* MATERIAL SUPPLIED
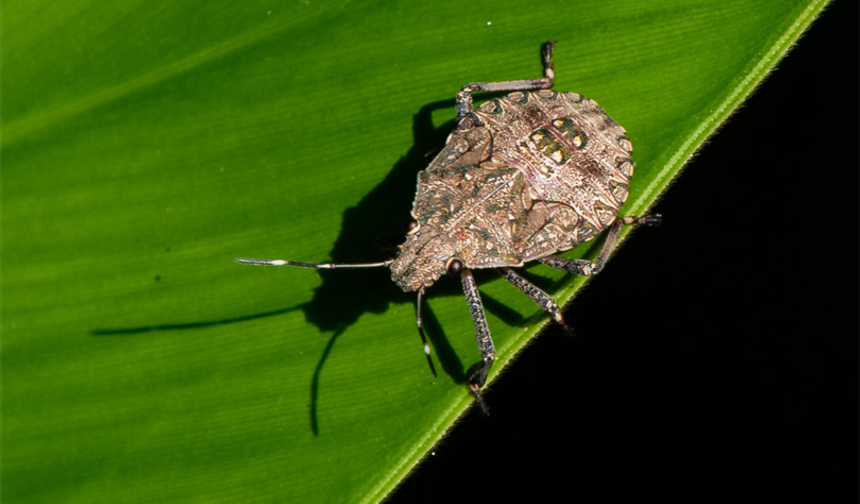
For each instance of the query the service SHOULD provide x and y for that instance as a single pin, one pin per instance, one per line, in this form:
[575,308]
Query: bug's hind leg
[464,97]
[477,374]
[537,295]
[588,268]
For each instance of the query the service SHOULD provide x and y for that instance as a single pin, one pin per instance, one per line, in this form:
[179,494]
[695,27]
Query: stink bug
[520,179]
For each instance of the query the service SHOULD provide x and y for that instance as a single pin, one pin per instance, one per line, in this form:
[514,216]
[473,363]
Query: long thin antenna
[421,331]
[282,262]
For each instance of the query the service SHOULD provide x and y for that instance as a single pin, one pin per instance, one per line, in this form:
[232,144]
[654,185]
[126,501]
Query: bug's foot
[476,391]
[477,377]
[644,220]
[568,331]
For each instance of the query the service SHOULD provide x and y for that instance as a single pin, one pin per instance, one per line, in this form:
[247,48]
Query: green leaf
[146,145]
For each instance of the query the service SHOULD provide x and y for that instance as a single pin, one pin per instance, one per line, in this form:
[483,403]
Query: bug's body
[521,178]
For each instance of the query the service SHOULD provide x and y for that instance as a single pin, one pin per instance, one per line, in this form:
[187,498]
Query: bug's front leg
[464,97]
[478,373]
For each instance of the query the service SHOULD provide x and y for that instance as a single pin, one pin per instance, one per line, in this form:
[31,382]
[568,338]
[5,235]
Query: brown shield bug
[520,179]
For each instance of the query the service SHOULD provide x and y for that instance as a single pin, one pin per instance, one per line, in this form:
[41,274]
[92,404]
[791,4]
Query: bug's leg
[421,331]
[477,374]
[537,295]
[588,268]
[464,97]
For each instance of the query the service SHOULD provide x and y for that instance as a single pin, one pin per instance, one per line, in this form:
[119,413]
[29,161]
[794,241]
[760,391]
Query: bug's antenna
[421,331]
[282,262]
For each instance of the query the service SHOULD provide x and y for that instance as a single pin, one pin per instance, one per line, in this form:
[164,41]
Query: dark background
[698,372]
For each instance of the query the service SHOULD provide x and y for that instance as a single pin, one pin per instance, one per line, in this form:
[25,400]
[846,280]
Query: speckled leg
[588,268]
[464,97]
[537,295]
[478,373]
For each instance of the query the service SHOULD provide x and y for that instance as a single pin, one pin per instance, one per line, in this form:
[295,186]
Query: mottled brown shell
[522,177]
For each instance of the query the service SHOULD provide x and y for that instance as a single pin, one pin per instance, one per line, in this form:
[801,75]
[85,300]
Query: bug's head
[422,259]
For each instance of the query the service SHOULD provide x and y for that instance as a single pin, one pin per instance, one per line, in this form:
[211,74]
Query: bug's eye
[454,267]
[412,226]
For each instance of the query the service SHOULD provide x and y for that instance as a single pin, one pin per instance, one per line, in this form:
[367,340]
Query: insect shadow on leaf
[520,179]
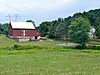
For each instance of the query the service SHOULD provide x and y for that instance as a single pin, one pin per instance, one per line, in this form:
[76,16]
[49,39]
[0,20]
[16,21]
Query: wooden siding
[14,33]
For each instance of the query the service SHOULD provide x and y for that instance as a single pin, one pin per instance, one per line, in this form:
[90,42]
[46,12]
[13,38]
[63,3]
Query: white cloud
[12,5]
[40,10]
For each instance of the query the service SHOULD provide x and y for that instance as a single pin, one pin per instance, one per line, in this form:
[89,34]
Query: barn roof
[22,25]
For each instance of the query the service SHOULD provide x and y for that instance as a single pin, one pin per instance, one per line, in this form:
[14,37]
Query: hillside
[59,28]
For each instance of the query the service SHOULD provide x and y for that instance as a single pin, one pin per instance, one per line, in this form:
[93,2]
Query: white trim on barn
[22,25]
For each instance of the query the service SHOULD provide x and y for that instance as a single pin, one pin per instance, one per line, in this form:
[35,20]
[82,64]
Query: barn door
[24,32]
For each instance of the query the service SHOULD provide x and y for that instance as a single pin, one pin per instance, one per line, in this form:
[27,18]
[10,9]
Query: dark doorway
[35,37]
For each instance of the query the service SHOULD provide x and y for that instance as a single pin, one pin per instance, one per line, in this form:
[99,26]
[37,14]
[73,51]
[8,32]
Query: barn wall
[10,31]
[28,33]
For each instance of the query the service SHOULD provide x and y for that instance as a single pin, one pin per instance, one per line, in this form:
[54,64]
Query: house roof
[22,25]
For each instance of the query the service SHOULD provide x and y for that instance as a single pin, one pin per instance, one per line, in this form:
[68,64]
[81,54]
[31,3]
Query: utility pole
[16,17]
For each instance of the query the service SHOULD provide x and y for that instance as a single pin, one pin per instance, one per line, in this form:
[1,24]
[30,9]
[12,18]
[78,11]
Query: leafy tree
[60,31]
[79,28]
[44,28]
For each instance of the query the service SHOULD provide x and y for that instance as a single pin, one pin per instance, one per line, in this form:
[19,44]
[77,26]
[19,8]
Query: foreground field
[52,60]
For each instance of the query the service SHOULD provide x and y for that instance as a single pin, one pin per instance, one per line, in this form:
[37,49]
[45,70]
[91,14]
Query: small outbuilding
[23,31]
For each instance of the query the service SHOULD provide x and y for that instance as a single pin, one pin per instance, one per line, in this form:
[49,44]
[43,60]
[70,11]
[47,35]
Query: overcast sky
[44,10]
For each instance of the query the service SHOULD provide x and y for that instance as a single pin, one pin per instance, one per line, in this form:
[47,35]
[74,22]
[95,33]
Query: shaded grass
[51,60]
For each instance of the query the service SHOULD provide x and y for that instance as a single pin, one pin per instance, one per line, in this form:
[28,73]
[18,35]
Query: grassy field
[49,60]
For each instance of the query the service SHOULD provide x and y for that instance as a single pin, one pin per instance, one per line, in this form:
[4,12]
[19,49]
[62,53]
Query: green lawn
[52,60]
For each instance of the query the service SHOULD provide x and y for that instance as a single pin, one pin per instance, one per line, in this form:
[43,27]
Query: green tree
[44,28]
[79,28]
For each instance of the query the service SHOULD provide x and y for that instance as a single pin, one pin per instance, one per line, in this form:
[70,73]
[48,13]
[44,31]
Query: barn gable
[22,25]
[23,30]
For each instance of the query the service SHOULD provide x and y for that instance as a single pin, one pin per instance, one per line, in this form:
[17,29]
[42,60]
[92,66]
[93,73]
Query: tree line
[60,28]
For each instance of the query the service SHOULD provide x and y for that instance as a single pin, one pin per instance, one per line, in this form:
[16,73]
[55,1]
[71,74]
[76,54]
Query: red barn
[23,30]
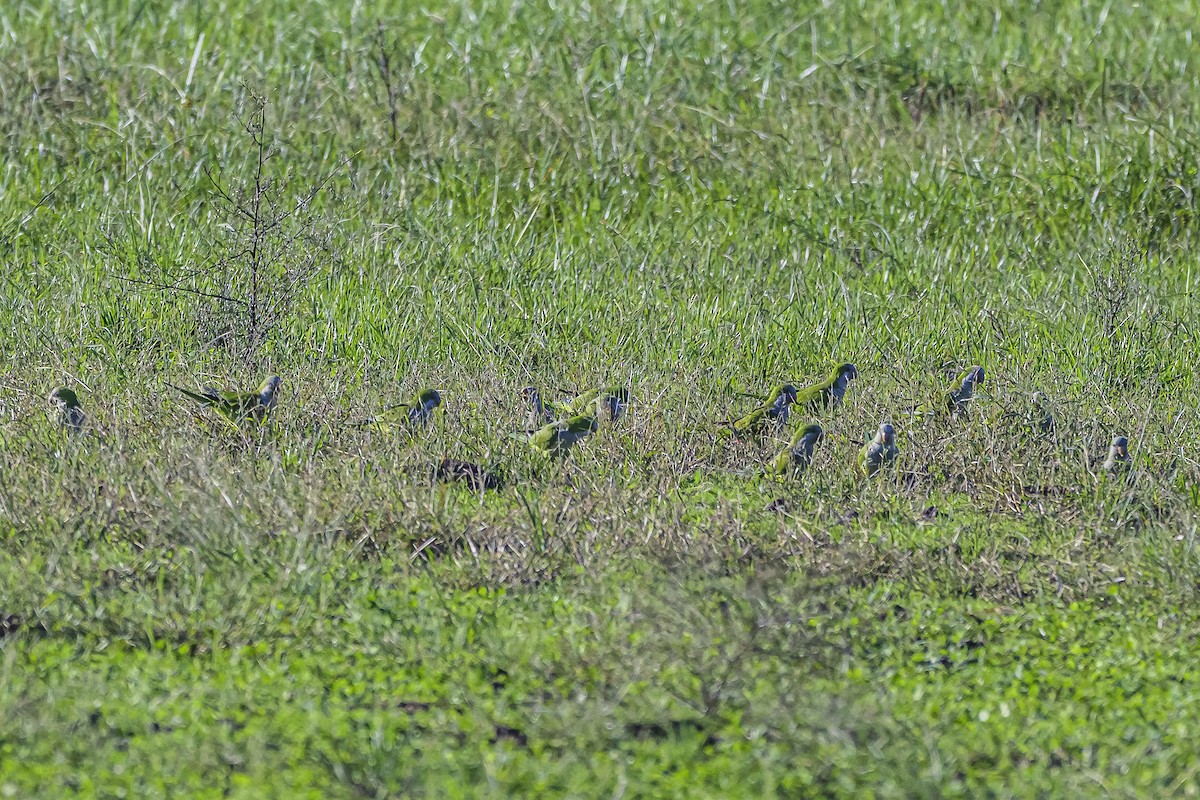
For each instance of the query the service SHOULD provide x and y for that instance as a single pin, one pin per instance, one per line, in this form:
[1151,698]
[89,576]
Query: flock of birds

* PROMPT
Output the lines above in full and exactly as given, omitting any pictures.

* EXERCISE ANSWER
For each instance of the query the service SHOULD provide x and y for that instance as a single pin, one pin per instance, one per line, in this form:
[575,308]
Query: bug's hind leg
[464,97]
[477,374]
[537,295]
[588,268]
For each instance of the query the service SHOULD provide x and y for that instance as a single pin, one pin per instance, one per line, in this form:
[179,494]
[695,27]
Query: stink bug
[520,179]
For each instance of the query the service SHOULD provide x and y for that instance as a single pin, one pin per instance, one per line, in this form:
[514,216]
[473,363]
Query: long thin antenna
[421,331]
[282,262]
For each instance of the query the service SHOULD provide x and y for that instance as a single pin, one pin per instance, one per line, in this form:
[232,144]
[654,185]
[126,501]
Query: bug's foot
[476,391]
[477,377]
[644,220]
[568,331]
For each instance of the query the service SHOULD provide x and y for that instance as a single pin, one pin per instance, one per line, in this form:
[247,48]
Query: green leaf
[146,145]
For each instance of the query the service SHOULD provide x and y for that instance as a single pin, one pin per instance, one per line, in this form:
[483,403]
Query: bug's body
[521,178]
For each instance of the query the service SHOULD provide x and y for that instance as a single pin, one pin per instance, one per line, in this form:
[187,498]
Query: bug's front leg
[464,97]
[478,373]
For each instance of the query the service SHOULD provide x and y for that instance as a single pin, one pin per instance, one per line, in this form:
[31,382]
[568,338]
[5,235]
Query: brown shield bug
[520,179]
For each instance of the query the service SHOULD provide x and y for that instance as a single pin, one pin per instance, one per line, in this form:
[41,274]
[92,404]
[791,4]
Query: bug's leg
[421,331]
[477,374]
[537,295]
[588,268]
[464,97]
For each instance of the query the service SHOULD provide x and y for that instance as a single pin, one pin per instance, one per line, in this form:
[119,413]
[29,161]
[794,241]
[760,391]
Query: bug's antenna
[421,331]
[282,262]
For each instance of the query the service SHOULD provide x and y for that instance as a single pin, one pin per instance, one per line, in this form:
[164,41]
Query: dark background
[698,372]
For each instance of the query the service SHOULD provide x and y for that instance as a single pin, one pin per instance, one per line, in this form:
[25,400]
[846,280]
Query: speckled leg
[588,268]
[464,97]
[537,295]
[478,373]
For each instance of the query the service SHOULD provide x and y for that instance as a single pin, one pin per instance, one per line, in this form:
[295,186]
Query: mottled brown shell
[522,177]
For each instance of the query the service SHOULD provide x and y for that instance as a single pin, one pin per instance, one per line, in this form:
[801,75]
[85,300]
Query: bug's head
[422,259]
For each instance of the query the service SHOULD provide x and y for that instance as a single pin, one pin per instance, one per line, in this form:
[211,74]
Query: bug's eye
[454,267]
[412,226]
For each instance of the query the service SHOULD provide x and y for that instance as a single pin, one pin per instance, one per line, in this form:
[367,340]
Query: insect shadow on leaf
[520,179]
For each instance of the query the service SHOULD provide x and y for that instance as a single pin, one pin per instance, one per line, in this form:
[76,16]
[49,39]
[0,20]
[16,21]
Query: wooden siding
[14,33]
For each instance of the query the service SHOULD provide x and y for that instance as a single pin, one pin per instance, one per line, in this form:
[90,42]
[46,12]
[13,38]
[63,3]
Query: white cloud
[12,5]
[40,10]
For each instance of the query the service SHOULD provide x and y for that instance as a single pin, one pin per instance, one per line, in this form:
[89,34]
Query: barn roof
[22,25]
For each instance of the query the service SHOULD provide x and y for that instance as a single pin, one pin per instance, one per line, in this form:
[14,37]
Query: hillside
[59,28]
For each instance of the query the service SHOULD provide x and y for that instance as a single pin, one pin per instance, one per line, in this form:
[93,2]
Query: white trim on barn
[22,25]
For each instance of the query the service SHOULD provide x and y for that instance as a single pin, one pin per instance, one per line, in this form:
[35,20]
[82,64]
Query: barn door
[24,32]
For each instance of the query the service SHOULD provide x and y for that instance as a single pin, one pin per instance, one per line, in this form:
[27,18]
[10,9]
Query: dark doorway
[35,37]
For each instance of the query the service SHOULD provide x and y for that instance as a single pin, one pin per instance, one per line, in this form:
[99,26]
[37,14]
[73,51]
[8,32]
Query: barn wall
[10,31]
[28,33]
For each instance of the query the service SHOULD provide x and y for that instance as a single pin, one pin per instance, one per line, in this form:
[54,64]
Query: house roof
[22,25]
For each instance of the query the service SHOULD provide x and y for that instance as a single pin, one pin per instance, one per line, in this form:
[68,64]
[81,54]
[31,3]
Query: utility pole
[16,17]
For each instance of the query the service SHOULD provide x and y for that instance as a single pin, one pin per instance, one per line, in this form:
[1,24]
[30,9]
[12,18]
[78,11]
Query: leafy tree
[60,31]
[79,28]
[44,28]
For each instance of the query the service SHOULD provide x and y for that instance as a single pin, one pin per instance, one per line, in this form:
[19,44]
[77,26]
[19,8]
Query: foreground field
[52,60]
For each instance of the query the service SHOULD provide x and y for that instance as a single pin, one pin per instance, one per line, in this form:
[37,49]
[45,70]
[91,14]
Query: small outbuilding
[23,31]
For each instance of the query the service SHOULD provide x and y for that instance as a single pin, one pin per instance, one per line, in this form:
[49,44]
[43,60]
[70,11]
[47,35]
Query: overcast sky
[44,10]
For each instance of the query the service SHOULD provide x and y for that instance as a single pin, one pin per instance, one per line, in this form:
[47,35]
[74,22]
[95,33]
Query: shaded grass
[51,60]
For each instance of the query the service SHOULD provide x and y for that instance as a single pin, one pin per instance, one per line, in this form:
[28,73]
[18,35]
Query: grassy field
[49,60]
For each instance of the query the service SHOULD provide x and y for that instance as a single pin, one pin per instance, one per line, in this form:
[4,12]
[19,49]
[62,53]
Query: green lawn
[52,60]
For each instance of the query the service SHOULD provide x and y for that instance as a single pin, one pin per instance, one per line, in this form:
[43,27]
Query: green tree
[44,28]
[79,28]
For each instance of the query the service SHOULD provide x and y for that instance as a single pin, one pin per instance, one per line, in this form:
[70,73]
[48,13]
[44,31]
Query: barn gable
[22,25]
[23,30]
For each instance of the query the service SHOULD provide x and y for that instance as a single pin, one pin per instance, one per line, in this form:
[17,29]
[42,60]
[92,66]
[93,73]
Query: tree line
[60,28]
For each instance of the query the service SHOULD provide x and y for that instance as a single pin, one pin per instance, one per line, in this form:
[16,73]
[55,1]
[71,74]
[76,54]
Query: red barn
[23,30]
For each instance of the query the service SHOULD provide x and y for that instance as a single pin, one pin per instance, one per line, in this form:
[1151,698]
[89,576]
Query: flock of birds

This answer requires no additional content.